__EXERCISE TASK__
Could you print the data unchanged, starting at the line containing "[segment] shingle roof;" and running through the final line of the data, both ends included?

__GIVEN RECORDS__
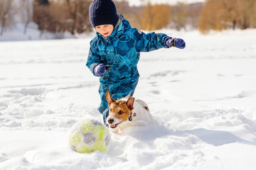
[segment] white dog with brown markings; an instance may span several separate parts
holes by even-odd
[[[129,126],[143,125],[145,123],[158,125],[158,122],[151,116],[146,103],[134,97],[127,96],[119,100],[111,98],[110,92],[107,91],[107,101],[110,106],[107,123],[111,132],[121,132]]]

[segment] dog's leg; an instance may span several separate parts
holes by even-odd
[[[146,102],[144,102],[144,101],[139,100],[139,99],[137,99],[136,101],[138,102],[138,103],[139,103],[143,108],[144,108],[146,110],[149,111],[149,106],[147,106],[147,104],[146,103]]]

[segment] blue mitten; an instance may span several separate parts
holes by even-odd
[[[104,73],[106,72],[106,66],[104,64],[99,64],[94,68],[93,71],[95,76],[103,76]]]
[[[166,48],[175,47],[180,49],[183,49],[186,47],[186,43],[181,38],[166,37],[164,40],[164,46]]]

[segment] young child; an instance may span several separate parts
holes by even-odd
[[[159,48],[185,47],[185,42],[166,34],[144,33],[132,28],[128,21],[117,13],[112,0],[94,0],[89,8],[90,21],[97,30],[90,42],[87,67],[100,78],[99,111],[105,123],[108,115],[106,93],[114,99],[133,95],[139,81],[137,63],[141,52]]]

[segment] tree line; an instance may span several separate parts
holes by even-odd
[[[0,0],[0,35],[15,26],[16,15],[21,16],[26,33],[30,22],[43,33],[72,34],[92,31],[89,6],[92,0]],[[127,1],[114,1],[117,11],[132,27],[142,30],[164,28],[179,30],[246,29],[256,28],[255,0],[206,0],[205,3],[175,6],[129,6]]]

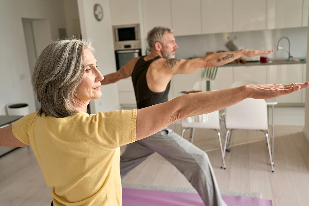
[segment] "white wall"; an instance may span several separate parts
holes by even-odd
[[[308,34],[309,34],[309,27],[308,27]],[[307,50],[309,51],[309,35],[307,36],[307,42],[306,44]],[[307,54],[307,59],[309,59],[308,58],[309,58],[309,53]],[[309,64],[307,64],[306,67],[306,81],[309,81]],[[305,100],[305,125],[303,129],[303,131],[305,136],[308,141],[309,141],[309,89],[306,89],[306,90]]]
[[[229,51],[225,46],[228,41],[227,37],[236,36],[237,39],[234,42],[239,49],[273,49],[275,51],[267,55],[268,57],[287,58],[286,52],[283,50],[279,51],[276,50],[279,39],[282,36],[287,36],[290,42],[291,55],[296,57],[305,57],[307,29],[306,27],[176,37],[176,43],[179,48],[176,51],[176,56],[186,59],[194,55],[205,56],[206,51]],[[286,40],[283,39],[280,41],[279,46],[288,49],[288,45]]]
[[[104,75],[115,72],[116,65],[109,1],[78,0],[77,2],[82,34],[83,38],[90,38],[93,41],[98,69]],[[96,3],[103,8],[103,18],[100,21],[95,19],[93,14],[93,6]],[[91,113],[120,108],[116,84],[102,86],[101,90],[102,96],[91,101]]]
[[[77,0],[65,0],[63,1],[64,15],[66,17],[66,34],[68,38],[72,35],[78,37],[80,34],[79,17]]]
[[[35,111],[22,19],[48,21],[54,39],[58,28],[65,27],[64,13],[62,0],[0,1],[0,115],[6,114],[6,104],[13,102],[28,103],[30,112]]]

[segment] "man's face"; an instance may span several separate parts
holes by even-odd
[[[175,41],[172,33],[165,32],[165,38],[161,52],[163,58],[166,59],[175,58],[175,51],[178,46]]]

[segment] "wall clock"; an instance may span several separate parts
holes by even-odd
[[[99,21],[101,21],[103,19],[103,8],[99,4],[95,4],[93,6],[93,14],[95,18]]]

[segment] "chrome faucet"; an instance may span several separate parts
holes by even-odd
[[[280,42],[280,40],[281,40],[282,39],[286,39],[288,40],[288,42],[289,42],[289,51],[287,50],[284,47],[282,47],[279,46],[279,42]],[[290,40],[289,39],[289,38],[287,38],[286,36],[282,36],[281,38],[280,38],[278,41],[278,43],[277,43],[277,51],[279,51],[279,49],[284,49],[285,51],[288,53],[288,54],[289,54],[289,59],[288,60],[289,61],[291,61],[291,57],[293,57],[291,56],[291,53],[290,50]]]

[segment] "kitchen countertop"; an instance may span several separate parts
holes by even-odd
[[[276,60],[272,61],[270,61],[266,63],[261,63],[260,61],[257,62],[250,62],[250,61],[247,62],[245,64],[238,63],[235,63],[235,62],[233,61],[231,62],[228,63],[224,65],[220,66],[220,67],[225,66],[260,66],[263,65],[273,65],[280,64],[306,64],[306,61],[290,61],[285,60],[282,60],[282,61]]]

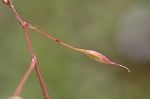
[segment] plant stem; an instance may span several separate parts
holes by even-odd
[[[35,66],[35,60],[32,59],[29,69],[27,70],[26,74],[24,75],[21,82],[19,83],[19,85],[18,85],[18,87],[17,87],[17,89],[16,89],[13,96],[20,96],[20,93],[23,89],[23,86],[24,86],[25,82],[27,81],[31,71],[34,69],[34,66]]]
[[[47,91],[45,83],[44,83],[44,80],[42,78],[40,69],[38,67],[38,63],[37,63],[34,51],[32,49],[32,45],[31,45],[30,38],[29,38],[29,35],[28,35],[28,30],[27,30],[28,23],[24,22],[21,19],[20,15],[18,14],[18,12],[16,11],[16,9],[14,8],[14,6],[12,4],[12,0],[8,0],[8,2],[9,2],[8,4],[9,4],[10,8],[12,9],[15,17],[17,18],[17,20],[20,22],[21,26],[23,27],[23,30],[24,30],[24,33],[25,33],[25,37],[26,37],[26,40],[27,40],[27,44],[28,44],[28,48],[29,48],[29,51],[30,51],[31,59],[32,59],[31,65],[30,65],[28,71],[26,72],[25,76],[21,80],[18,88],[16,89],[14,96],[19,96],[20,95],[21,90],[22,90],[22,88],[23,88],[23,86],[24,86],[24,84],[25,84],[25,82],[26,82],[30,72],[33,70],[33,68],[35,68],[37,76],[38,76],[38,79],[39,79],[39,82],[40,82],[40,86],[41,86],[43,94],[44,94],[44,99],[50,99],[49,95],[48,95],[48,91]]]

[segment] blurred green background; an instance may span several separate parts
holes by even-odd
[[[33,30],[33,49],[51,99],[150,99],[149,0],[13,0],[21,17],[70,45],[130,68],[98,63]],[[22,27],[0,3],[0,99],[11,96],[31,62]],[[23,99],[43,99],[33,71]]]

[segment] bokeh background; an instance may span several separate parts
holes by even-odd
[[[98,63],[29,30],[51,99],[150,99],[149,0],[13,0],[21,17],[68,44],[130,68]],[[0,99],[11,96],[31,62],[22,27],[0,3]],[[35,71],[24,99],[43,99]]]

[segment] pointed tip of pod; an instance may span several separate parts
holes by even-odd
[[[115,65],[115,66],[125,68],[130,73],[129,68],[127,68],[126,66],[123,66],[123,65],[112,62],[111,60],[109,60],[108,58],[106,58],[104,55],[102,55],[99,52],[96,52],[94,50],[84,50],[84,49],[78,49],[78,51],[88,55],[90,58],[92,58],[92,59],[94,59],[98,62],[105,63],[105,64],[112,64],[112,65]]]
[[[119,67],[122,67],[122,68],[125,68],[129,73],[131,73],[130,69],[126,66],[123,66],[123,65],[120,65],[120,64],[117,64],[117,63],[114,63],[114,62],[111,62],[112,65],[116,65],[116,66],[119,66]]]
[[[9,0],[2,0],[2,2],[6,5],[10,5],[10,1]]]

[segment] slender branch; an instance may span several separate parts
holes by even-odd
[[[10,6],[10,8],[12,9],[15,17],[17,18],[17,20],[20,22],[21,26],[23,27],[25,37],[26,37],[26,40],[27,40],[27,44],[28,44],[28,48],[29,48],[29,51],[30,51],[30,55],[31,55],[31,58],[32,58],[32,62],[31,62],[32,64],[30,65],[27,73],[25,74],[25,76],[23,77],[21,83],[19,84],[18,88],[16,89],[14,96],[19,96],[20,95],[21,90],[24,86],[24,83],[26,82],[30,72],[33,70],[33,65],[35,65],[35,70],[36,70],[36,73],[37,73],[37,76],[38,76],[38,79],[39,79],[40,86],[42,88],[44,97],[45,97],[45,99],[50,99],[49,95],[48,95],[48,91],[47,91],[45,83],[44,83],[44,80],[42,78],[40,69],[38,68],[38,63],[37,63],[34,51],[32,49],[32,45],[31,45],[30,38],[29,38],[29,35],[28,35],[28,30],[27,30],[28,24],[21,19],[20,15],[18,14],[18,12],[16,11],[16,9],[14,8],[14,6],[12,4],[12,0],[2,0],[2,2],[4,4]],[[33,60],[34,60],[34,62],[33,62]]]
[[[21,82],[19,83],[19,85],[18,85],[18,87],[17,87],[17,89],[16,89],[16,91],[15,91],[13,96],[20,96],[20,93],[21,93],[21,91],[22,91],[22,89],[24,87],[24,84],[27,81],[31,71],[34,69],[34,66],[35,66],[35,60],[32,59],[29,69],[27,70],[26,74],[24,75],[24,77],[22,78]]]

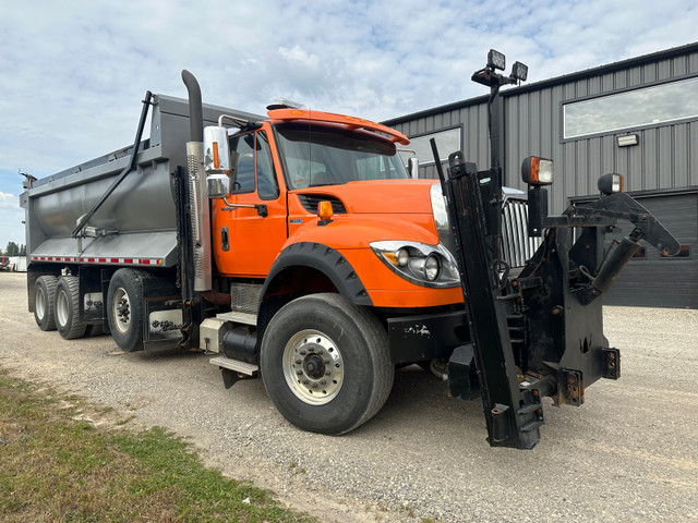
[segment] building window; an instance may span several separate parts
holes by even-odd
[[[647,251],[645,247],[638,248],[637,253],[633,255],[633,259],[647,259]]]
[[[438,148],[438,155],[441,156],[442,161],[446,161],[448,159],[448,155],[452,153],[461,150],[460,127],[411,137],[410,145],[405,148],[413,149],[417,153],[420,166],[434,163],[434,154],[432,153],[432,146],[429,143],[431,138],[436,138],[436,147]],[[407,163],[407,159],[412,156],[413,155],[411,153],[400,151],[400,157],[405,163]]]
[[[563,105],[564,137],[578,138],[698,118],[698,78]]]
[[[667,258],[667,259],[690,258],[690,247],[688,245],[682,245],[681,250],[678,251],[678,254],[674,256],[670,256],[669,254],[661,253],[660,256],[662,258]]]

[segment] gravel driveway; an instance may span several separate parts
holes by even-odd
[[[580,409],[545,404],[541,442],[519,451],[490,448],[481,402],[447,398],[417,366],[358,430],[303,433],[260,380],[226,390],[208,356],[40,331],[25,282],[0,273],[1,367],[188,437],[323,522],[698,521],[698,311],[607,307],[623,377],[587,389]]]

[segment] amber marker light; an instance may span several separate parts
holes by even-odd
[[[529,156],[521,162],[521,179],[529,185],[550,185],[553,183],[553,160]]]
[[[212,144],[214,149],[214,169],[220,169],[220,158],[218,157],[218,142]]]
[[[329,220],[334,215],[332,202],[323,200],[317,204],[317,216],[321,220]]]

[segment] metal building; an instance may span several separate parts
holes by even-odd
[[[525,58],[525,57],[514,57]],[[682,253],[641,250],[604,303],[698,307],[698,42],[502,92],[505,183],[525,188],[520,161],[555,162],[551,212],[598,196],[597,180],[625,191],[678,239]],[[446,160],[462,150],[489,167],[486,96],[384,122],[407,134],[420,178],[437,178],[429,139]],[[622,231],[618,231],[618,236]]]

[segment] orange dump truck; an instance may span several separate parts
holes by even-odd
[[[189,102],[146,94],[132,147],[25,182],[29,309],[68,339],[217,353],[228,386],[262,375],[291,423],[351,430],[396,365],[458,344],[441,186],[410,179],[384,125],[202,105],[183,78]]]
[[[27,177],[39,328],[108,331],[124,352],[206,351],[226,387],[261,376],[289,422],[333,435],[382,408],[400,365],[421,364],[454,397],[481,396],[491,445],[519,448],[538,441],[541,396],[578,405],[585,386],[617,378],[607,361],[619,354],[591,303],[609,287],[594,275],[617,271],[579,247],[585,271],[565,258],[555,267],[569,270],[541,278],[555,240],[529,236],[525,193],[497,185],[496,166],[473,179],[485,208],[468,210],[455,181],[477,173],[452,162],[450,181],[414,179],[395,130],[282,104],[266,117],[202,105],[195,78],[182,77],[189,101],[146,93],[133,146]],[[563,230],[544,215],[538,226]],[[468,236],[481,217],[486,238]],[[565,311],[587,319],[571,330],[550,319]]]

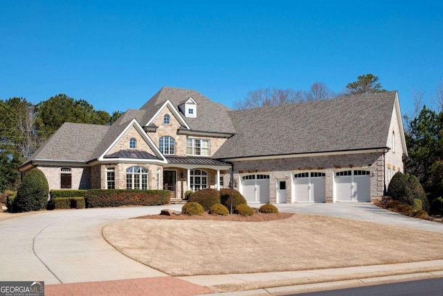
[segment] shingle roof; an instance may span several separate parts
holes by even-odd
[[[192,130],[213,132],[235,132],[234,126],[228,116],[228,112],[230,109],[210,101],[197,91],[175,87],[163,87],[143,105],[141,110],[146,110],[146,113],[143,120],[139,122],[142,125],[146,124],[167,100],[169,100],[179,111],[179,105],[191,97],[197,104],[197,117],[189,118],[183,115],[183,118]]]
[[[104,158],[127,158],[136,159],[160,159],[156,155],[148,153],[146,151],[134,150],[120,150],[112,154],[105,155]]]
[[[229,112],[237,132],[214,158],[383,148],[397,92]]]
[[[107,125],[64,123],[25,163],[33,160],[89,160]]]

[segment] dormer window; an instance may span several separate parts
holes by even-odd
[[[129,140],[129,149],[135,149],[137,148],[137,140],[135,138],[131,138]]]
[[[192,98],[189,98],[186,102],[181,103],[179,108],[186,117],[197,117],[197,102]]]
[[[171,123],[171,116],[170,114],[165,114],[163,116],[163,123],[170,124]]]

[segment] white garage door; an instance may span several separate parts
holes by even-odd
[[[293,195],[296,202],[325,202],[325,173],[305,172],[293,175]]]
[[[269,202],[269,175],[242,176],[240,192],[249,202]]]
[[[337,202],[369,202],[370,172],[349,170],[335,173],[335,200]]]

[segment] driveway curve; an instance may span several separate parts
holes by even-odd
[[[277,206],[282,212],[331,216],[443,233],[443,224],[404,216],[369,203]],[[51,284],[168,276],[120,253],[103,238],[102,229],[119,220],[181,207],[51,211],[0,221],[0,279]]]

__FULL ANSWER__
[segment] shingle roof; an instance may span several separate parts
holes by even-odd
[[[192,130],[213,132],[235,132],[234,126],[228,116],[228,112],[230,109],[210,101],[197,91],[175,87],[163,87],[143,105],[141,110],[146,110],[146,113],[143,120],[139,122],[142,125],[146,124],[167,100],[169,100],[179,111],[179,105],[191,97],[197,104],[197,117],[189,118],[183,115],[183,118]]]
[[[104,158],[127,158],[136,159],[160,159],[156,155],[148,153],[146,151],[134,150],[120,150],[112,154],[105,155]]]
[[[229,112],[237,132],[214,158],[383,148],[397,92]]]
[[[107,125],[64,123],[25,163],[33,160],[89,160]]]

[segment] dormer window; an instance may span several separate parts
holes by even-odd
[[[129,140],[129,149],[135,149],[137,148],[137,140],[135,138],[131,138]]]
[[[192,98],[189,98],[186,102],[181,103],[179,108],[186,117],[197,117],[197,102]]]
[[[171,123],[171,116],[170,114],[165,114],[163,116],[163,123],[170,124]]]

[segment] white garage door; an instance may span several separate parts
holes by even-odd
[[[293,195],[296,202],[325,202],[325,173],[305,172],[293,175]]]
[[[269,202],[269,175],[242,176],[240,192],[249,202]]]
[[[337,202],[369,202],[370,172],[349,170],[335,173],[335,200]]]

[segment] driveway curve; an instance may span several separate parts
holes by even-odd
[[[277,206],[282,212],[331,216],[443,233],[443,224],[404,216],[369,203]],[[51,284],[168,276],[120,253],[103,238],[102,229],[119,220],[181,207],[51,211],[0,221],[0,279]]]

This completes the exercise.